[Opening Excerpt provided section]
Project Summary
HIV-1 infection is a devastating disorder which disproportionally affects Africans in Sub-Saharan Africa and African-
Americans in US. Vaginal transmission remains the most common route of HIV infection among women who represent
over half of HIV infections globally. In this route, the first barrier to virus penetration is the mucus layer. The mucus is a
crowded network of heavily-glycosylated proteins called mucins. While the vaginal mucus is generally effective in
containing HIV penetration, it is not consistent and fundamental questions about when and why it fails to trap virus
remain unanswered. Like mucin molecules, the HIV virus is also heavily glycosylated. When HIV-1 enters mucus, the
sugars between the virus and mucus will be the first to make contact. This study proposes a novel hypothesis that the
adhesions that form between the virus and mucin sugars play a role in determining if mucin traps virus. The premise for
the hypothesis comes from biophysical studies which found that each of the sugars on virus and mucin adhere only to
specific sugar partners. The hypothesis will be tested with mucins from stored cervicovaginal lavage samples (CVL)
[Closing Excerpt provided section]
▶ [Task instructions]:
A - Using the project summary above, decide whether each statement agrees with it. (i) In vaginal transmission, the mucus layer is the first barrier to virus penetration. (ii) Vaginal mucus consistently traps HIV. (iii) Each sugar on the virus and on mucin can adhere to any sugar partner. Answer yes or no for each, and quote the words of the project summary that decide it.
B - According to the project summary, what are mucins?
C - Continue the project summary on HIV and vaginal mucus from its final words.
[Opening Extracted records section]
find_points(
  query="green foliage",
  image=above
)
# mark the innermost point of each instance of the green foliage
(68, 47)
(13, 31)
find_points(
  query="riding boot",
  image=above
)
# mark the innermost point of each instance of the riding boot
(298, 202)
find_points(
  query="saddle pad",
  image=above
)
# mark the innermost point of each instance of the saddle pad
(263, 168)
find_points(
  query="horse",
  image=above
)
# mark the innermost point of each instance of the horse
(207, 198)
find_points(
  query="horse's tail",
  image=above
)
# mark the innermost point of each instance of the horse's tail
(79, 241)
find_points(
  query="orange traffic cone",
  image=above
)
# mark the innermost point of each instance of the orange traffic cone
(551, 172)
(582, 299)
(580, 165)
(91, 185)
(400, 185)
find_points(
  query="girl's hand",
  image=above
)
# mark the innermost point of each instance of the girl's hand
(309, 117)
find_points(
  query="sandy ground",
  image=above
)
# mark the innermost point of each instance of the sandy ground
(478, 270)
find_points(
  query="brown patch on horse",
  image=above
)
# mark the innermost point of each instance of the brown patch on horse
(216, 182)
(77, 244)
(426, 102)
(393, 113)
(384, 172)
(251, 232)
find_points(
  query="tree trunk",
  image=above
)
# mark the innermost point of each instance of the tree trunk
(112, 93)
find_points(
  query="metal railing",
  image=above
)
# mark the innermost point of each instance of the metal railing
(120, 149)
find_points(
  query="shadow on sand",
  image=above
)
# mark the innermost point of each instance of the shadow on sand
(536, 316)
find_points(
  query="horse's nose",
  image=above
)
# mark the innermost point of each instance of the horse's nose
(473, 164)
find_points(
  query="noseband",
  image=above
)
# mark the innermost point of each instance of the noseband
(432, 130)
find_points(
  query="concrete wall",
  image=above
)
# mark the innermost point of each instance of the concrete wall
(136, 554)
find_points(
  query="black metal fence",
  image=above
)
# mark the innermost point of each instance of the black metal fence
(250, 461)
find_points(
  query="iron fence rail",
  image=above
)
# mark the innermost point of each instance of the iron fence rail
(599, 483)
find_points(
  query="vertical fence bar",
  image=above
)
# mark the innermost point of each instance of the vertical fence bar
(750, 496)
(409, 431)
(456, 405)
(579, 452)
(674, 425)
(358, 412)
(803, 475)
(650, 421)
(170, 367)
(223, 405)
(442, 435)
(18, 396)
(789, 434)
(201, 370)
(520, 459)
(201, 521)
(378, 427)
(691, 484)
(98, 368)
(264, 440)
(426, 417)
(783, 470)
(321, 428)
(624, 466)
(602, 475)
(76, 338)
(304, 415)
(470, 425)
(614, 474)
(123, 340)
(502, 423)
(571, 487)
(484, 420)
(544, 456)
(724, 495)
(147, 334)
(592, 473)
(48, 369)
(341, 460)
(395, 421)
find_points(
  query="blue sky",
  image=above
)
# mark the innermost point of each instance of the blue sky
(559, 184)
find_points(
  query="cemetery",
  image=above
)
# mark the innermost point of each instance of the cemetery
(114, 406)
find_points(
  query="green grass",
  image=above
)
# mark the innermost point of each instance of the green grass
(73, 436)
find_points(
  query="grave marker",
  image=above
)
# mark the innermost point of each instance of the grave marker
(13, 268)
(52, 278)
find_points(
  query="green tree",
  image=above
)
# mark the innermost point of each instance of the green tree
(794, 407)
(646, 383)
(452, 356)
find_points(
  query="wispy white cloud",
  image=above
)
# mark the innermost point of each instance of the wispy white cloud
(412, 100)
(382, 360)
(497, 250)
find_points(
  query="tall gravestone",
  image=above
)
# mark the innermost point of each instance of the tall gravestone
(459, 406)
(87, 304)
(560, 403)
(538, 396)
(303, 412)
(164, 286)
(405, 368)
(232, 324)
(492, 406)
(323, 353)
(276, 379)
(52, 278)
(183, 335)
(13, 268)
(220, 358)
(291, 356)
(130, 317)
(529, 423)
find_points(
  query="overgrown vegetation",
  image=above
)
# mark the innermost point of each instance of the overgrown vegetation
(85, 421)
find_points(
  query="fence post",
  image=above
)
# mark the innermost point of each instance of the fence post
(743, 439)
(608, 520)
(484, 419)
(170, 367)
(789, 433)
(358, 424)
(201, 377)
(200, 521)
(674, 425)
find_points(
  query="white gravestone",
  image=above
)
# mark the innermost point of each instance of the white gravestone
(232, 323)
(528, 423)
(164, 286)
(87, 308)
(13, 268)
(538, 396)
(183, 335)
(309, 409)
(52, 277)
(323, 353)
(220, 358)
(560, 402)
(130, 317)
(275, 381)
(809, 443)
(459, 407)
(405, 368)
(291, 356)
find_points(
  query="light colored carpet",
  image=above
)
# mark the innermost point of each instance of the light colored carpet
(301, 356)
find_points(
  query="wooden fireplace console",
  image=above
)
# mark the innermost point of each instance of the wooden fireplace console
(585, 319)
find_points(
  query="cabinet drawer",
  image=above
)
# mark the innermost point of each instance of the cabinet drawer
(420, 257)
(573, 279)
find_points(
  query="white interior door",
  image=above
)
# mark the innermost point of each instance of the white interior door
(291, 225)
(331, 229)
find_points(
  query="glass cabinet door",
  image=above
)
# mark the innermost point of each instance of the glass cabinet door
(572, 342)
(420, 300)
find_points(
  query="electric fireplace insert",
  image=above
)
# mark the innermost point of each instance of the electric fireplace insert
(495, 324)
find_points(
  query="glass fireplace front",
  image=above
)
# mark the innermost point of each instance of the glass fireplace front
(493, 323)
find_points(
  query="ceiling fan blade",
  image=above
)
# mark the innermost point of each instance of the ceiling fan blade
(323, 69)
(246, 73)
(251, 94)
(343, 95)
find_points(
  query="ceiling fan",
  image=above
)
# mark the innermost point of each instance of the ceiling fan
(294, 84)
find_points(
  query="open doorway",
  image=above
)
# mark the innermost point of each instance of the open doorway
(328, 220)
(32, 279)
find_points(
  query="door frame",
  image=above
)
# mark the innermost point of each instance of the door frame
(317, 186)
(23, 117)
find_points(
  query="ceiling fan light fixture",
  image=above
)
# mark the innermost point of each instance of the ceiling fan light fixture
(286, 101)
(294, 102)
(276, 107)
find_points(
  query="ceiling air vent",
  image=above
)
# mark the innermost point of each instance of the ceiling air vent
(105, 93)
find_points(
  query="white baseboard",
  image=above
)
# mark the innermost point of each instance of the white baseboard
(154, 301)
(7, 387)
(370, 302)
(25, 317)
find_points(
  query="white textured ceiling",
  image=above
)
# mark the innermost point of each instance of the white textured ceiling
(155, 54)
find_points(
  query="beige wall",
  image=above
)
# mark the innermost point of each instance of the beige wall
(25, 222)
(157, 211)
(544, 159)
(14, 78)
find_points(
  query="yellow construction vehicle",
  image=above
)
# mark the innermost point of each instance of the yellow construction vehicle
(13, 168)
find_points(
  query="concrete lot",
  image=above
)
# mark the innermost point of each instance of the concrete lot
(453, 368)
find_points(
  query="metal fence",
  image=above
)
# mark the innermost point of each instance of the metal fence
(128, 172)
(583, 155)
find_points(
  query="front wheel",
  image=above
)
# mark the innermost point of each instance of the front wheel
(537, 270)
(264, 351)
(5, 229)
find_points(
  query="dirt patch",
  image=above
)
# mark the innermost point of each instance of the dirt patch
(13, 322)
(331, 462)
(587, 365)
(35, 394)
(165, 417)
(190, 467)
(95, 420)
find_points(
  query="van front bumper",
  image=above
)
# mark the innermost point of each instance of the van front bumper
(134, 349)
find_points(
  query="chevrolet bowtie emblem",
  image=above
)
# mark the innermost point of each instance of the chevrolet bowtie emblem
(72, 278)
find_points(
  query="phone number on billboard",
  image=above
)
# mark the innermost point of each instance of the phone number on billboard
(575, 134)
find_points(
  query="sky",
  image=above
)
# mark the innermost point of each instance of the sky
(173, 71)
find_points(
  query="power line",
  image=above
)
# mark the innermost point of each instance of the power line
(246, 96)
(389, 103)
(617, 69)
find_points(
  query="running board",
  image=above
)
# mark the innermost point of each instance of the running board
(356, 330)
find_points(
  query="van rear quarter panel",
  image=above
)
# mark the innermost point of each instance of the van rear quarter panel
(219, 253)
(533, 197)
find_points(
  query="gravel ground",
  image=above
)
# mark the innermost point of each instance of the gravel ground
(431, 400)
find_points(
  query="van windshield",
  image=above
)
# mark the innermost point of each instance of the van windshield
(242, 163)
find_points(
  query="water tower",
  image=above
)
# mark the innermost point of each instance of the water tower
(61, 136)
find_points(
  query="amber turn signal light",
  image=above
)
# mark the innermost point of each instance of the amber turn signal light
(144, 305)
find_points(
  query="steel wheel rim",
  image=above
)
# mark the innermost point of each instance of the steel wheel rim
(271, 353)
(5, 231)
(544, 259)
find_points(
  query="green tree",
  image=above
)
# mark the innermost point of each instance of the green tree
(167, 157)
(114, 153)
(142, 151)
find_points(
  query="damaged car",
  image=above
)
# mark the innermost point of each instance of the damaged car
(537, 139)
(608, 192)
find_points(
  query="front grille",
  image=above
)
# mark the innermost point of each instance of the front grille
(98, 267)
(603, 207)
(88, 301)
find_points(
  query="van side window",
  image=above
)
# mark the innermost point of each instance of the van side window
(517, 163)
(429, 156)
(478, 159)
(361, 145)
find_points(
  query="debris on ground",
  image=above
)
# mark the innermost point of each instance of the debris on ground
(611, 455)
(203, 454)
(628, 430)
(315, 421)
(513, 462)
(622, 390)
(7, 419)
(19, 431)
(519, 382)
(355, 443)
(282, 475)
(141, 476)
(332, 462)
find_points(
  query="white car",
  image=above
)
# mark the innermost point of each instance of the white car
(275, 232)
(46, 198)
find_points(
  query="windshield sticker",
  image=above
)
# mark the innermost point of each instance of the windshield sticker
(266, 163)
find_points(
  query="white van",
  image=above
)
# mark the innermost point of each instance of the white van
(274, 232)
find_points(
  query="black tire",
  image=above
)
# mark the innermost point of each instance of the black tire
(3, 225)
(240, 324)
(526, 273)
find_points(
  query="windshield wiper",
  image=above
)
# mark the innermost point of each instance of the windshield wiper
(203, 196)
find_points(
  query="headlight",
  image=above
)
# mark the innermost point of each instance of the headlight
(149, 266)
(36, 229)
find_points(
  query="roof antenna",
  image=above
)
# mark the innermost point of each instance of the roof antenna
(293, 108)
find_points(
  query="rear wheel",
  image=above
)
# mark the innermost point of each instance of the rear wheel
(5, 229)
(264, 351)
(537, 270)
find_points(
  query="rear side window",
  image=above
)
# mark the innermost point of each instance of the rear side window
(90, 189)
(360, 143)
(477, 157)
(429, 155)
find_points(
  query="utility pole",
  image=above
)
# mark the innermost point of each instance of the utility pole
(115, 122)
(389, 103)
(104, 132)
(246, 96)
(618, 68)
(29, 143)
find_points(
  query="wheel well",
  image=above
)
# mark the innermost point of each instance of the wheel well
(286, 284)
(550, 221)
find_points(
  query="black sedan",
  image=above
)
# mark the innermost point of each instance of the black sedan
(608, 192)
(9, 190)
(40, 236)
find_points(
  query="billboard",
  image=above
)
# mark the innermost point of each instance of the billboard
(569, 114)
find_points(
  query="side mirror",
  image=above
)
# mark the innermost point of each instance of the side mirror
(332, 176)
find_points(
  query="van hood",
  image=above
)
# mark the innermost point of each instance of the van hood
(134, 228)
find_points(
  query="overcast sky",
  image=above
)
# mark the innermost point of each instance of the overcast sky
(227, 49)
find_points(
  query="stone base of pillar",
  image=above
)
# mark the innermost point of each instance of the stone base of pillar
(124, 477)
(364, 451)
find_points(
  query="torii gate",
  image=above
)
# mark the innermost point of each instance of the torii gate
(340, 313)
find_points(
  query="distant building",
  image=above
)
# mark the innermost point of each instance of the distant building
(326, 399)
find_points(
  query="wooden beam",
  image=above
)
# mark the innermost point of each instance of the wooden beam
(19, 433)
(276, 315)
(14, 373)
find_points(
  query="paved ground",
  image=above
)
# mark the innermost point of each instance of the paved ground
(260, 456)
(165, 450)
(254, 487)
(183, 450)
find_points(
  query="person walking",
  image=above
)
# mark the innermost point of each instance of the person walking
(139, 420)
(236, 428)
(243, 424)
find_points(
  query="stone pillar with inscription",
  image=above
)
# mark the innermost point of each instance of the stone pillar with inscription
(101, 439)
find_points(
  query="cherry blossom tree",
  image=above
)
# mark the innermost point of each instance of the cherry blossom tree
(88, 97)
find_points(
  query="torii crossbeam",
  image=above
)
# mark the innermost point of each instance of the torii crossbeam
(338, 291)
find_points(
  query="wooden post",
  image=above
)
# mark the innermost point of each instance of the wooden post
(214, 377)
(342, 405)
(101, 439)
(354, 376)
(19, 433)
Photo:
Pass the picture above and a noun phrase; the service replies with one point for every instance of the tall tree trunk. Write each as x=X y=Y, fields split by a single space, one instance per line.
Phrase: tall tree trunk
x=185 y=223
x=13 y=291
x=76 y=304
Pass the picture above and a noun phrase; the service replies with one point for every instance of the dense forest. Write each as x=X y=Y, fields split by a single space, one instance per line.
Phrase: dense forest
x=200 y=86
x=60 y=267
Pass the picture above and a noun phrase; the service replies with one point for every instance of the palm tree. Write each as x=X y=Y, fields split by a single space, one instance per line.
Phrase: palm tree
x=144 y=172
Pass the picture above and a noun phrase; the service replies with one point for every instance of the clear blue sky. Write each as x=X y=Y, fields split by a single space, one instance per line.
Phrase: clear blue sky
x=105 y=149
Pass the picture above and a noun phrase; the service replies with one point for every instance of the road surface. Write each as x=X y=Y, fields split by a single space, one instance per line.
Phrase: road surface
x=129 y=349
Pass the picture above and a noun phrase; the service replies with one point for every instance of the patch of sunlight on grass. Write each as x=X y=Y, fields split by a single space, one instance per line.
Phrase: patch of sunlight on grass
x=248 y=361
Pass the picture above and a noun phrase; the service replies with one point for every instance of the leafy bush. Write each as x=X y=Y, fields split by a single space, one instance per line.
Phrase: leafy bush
[Closing Extracted records section]
▶ [Answers to the tasks]:
A -
(i) Yes: "In this route, the first barrier to virus penetration is the mucus layer."
(ii) No: "While the vaginal mucus is generally effective in containing HIV penetration, it is not consistent"
(iii) No: "each of the sugars on virus and mucin adhere only to specific sugar partners."

B - Mucins are heavily-glycosylated proteins.

C -
obtained from participants in the Women's Interagency HIV Study (WIHS). The samples are exhaustively catalogued
against relevant participant details (e.g., age, ethnicity, menstrual cycle, etc.). The study will select paired samples
collected prior and during an episode of Bacterial Vaginosis (BV) from a subset of participants who are premenopausal
and also HIV negative. The mucus sugar composition is known to shift in BV infection, and BV also creates a biologic
state that is associated with increased susceptibility to HIV acquisition. We will determine how virus adhesion to mucins
varies in CVL between matched BV+ and BV- states to test the hypothesis that sugar composition and sugar-sugar
adhesions change and play a role in virus entrapment by mucus. The study is significant because while sugars on virus
are relatively conserved, those on mucins vary with age, race, comorbidities, and reproductive cycle. If the hypothesis is
true, the virus entrapment by sugar-sugar adhesion and therefore its penetration into mucus is expected to change with
mucus sugar composition. This implies that patient mucus sugar composition can be screened for vulnerability to HIV
infection. Moreover, systematic changes in the vulnerability (with age, race, reproductive cycle, co-morbidities, etc.) can
be assessed with the ultimate goal of identifying possible methods to alter women's susceptibility to HIV infection.